--- START ---
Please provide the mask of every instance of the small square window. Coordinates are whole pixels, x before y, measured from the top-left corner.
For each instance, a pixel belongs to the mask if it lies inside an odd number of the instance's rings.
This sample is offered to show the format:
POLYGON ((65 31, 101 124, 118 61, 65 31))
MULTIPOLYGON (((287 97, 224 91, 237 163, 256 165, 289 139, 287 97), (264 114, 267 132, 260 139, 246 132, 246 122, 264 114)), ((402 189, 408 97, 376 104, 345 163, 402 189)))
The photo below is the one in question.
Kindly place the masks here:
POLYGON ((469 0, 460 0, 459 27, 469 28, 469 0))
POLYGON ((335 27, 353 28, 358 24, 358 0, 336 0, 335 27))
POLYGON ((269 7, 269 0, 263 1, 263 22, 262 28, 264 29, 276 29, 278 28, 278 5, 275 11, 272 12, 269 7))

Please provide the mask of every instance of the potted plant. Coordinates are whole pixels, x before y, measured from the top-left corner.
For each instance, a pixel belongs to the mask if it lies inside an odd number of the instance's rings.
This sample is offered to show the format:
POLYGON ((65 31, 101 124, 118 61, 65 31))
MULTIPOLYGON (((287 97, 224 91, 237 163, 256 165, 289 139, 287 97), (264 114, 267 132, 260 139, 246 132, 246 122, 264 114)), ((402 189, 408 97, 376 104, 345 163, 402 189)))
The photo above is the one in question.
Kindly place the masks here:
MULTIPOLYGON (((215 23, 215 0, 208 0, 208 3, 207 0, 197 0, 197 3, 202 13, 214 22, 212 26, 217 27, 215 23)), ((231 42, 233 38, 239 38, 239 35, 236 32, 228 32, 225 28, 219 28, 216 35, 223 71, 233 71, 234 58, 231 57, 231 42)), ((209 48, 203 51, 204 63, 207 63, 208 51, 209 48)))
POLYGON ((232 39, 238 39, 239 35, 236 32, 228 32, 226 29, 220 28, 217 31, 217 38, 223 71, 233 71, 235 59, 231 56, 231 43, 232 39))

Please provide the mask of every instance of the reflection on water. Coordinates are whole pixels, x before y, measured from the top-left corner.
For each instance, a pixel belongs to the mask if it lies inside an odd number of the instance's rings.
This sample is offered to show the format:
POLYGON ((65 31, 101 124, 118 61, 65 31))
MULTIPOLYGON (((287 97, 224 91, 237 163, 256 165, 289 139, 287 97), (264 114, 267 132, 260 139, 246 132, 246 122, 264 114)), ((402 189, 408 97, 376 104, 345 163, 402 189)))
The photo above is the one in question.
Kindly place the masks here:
--- END ---
**YOUR ASSIGNMENT**
In full and without error, give the listing again.

**ANSWER SPACE**
Please provide the mask of every instance of the small square window. Coordinates are whole pixels, x before y, measured from the top-left corner.
For each instance, a pixel belongs to the mask if it lies inside an odd number of the instance's rings.
This sample is offered to show the format:
POLYGON ((65 31, 101 124, 118 61, 65 31))
MULTIPOLYGON (((287 97, 224 91, 237 163, 256 165, 289 139, 287 97), (264 114, 267 132, 260 139, 246 132, 246 122, 264 114)), ((402 189, 408 97, 376 104, 345 163, 402 189)))
The photo below is the one in question.
Kindly place the masks here:
POLYGON ((469 0, 460 0, 459 27, 469 28, 469 0))
POLYGON ((335 27, 353 28, 358 24, 358 0, 336 0, 335 27))
POLYGON ((269 7, 269 0, 263 1, 263 22, 262 28, 264 29, 276 29, 278 28, 278 5, 275 11, 272 12, 269 7))

Please provide the mask of every instance of the potted plant. Coordinates are whole pixels, x before y, measured from the top-left corner.
For each instance, a pixel belongs to the mask if it lies inside an odd number of the instance's rings.
This sample is offered to show the format:
POLYGON ((65 31, 101 124, 118 61, 65 31))
MULTIPOLYGON (((287 97, 224 91, 237 163, 256 165, 289 139, 287 97), (264 114, 267 132, 260 139, 246 132, 246 122, 264 114)), ((402 189, 408 97, 376 104, 345 163, 402 189)))
The photo above is the one in question.
Kindly place the masks here:
MULTIPOLYGON (((215 23, 215 0, 208 0, 208 3, 207 0, 197 0, 197 3, 202 13, 214 22, 212 26, 217 27, 215 23)), ((231 42, 233 38, 239 38, 239 35, 236 32, 228 32, 225 28, 219 28, 216 35, 223 71, 233 71, 234 58, 231 57, 231 42)), ((209 48, 203 51, 204 63, 207 63, 208 51, 209 48)))
POLYGON ((232 39, 238 39, 239 35, 236 32, 228 32, 226 29, 220 28, 217 31, 217 38, 223 71, 233 71, 235 59, 231 56, 231 43, 232 39))

Please provide the mask of every instance of the reflection on water. Coordinates are whole pixels, x before y, measured from the top-left corner.
For each instance, a pixel belongs to the mask if it lies inside an odd number of the instance's rings.
This sample is offered to show the format:
POLYGON ((65 31, 101 124, 118 61, 65 31))
MULTIPOLYGON (((287 97, 224 91, 237 163, 256 165, 289 139, 287 97), (264 114, 267 132, 260 139, 246 132, 246 122, 264 114)), ((402 189, 408 97, 376 104, 345 163, 402 189)))
The photo above is the one in question.
Kindly place the masks here:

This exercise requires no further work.